Extracted records
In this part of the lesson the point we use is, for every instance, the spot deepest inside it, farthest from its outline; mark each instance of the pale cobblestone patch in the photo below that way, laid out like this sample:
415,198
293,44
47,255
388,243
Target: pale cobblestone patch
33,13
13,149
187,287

* [Written problem] Copy every line of the entries above without changing anything.

* [Solution]
In this part of the lesson the point we use is, for every instance, the spot deepest inside it, farthest from its outline; mark each instance of the pale cobblestone patch in the photo below that way, laid out like this sample:
415,198
293,44
47,255
388,243
Target: pale cobblestone patch
33,13
13,149
187,287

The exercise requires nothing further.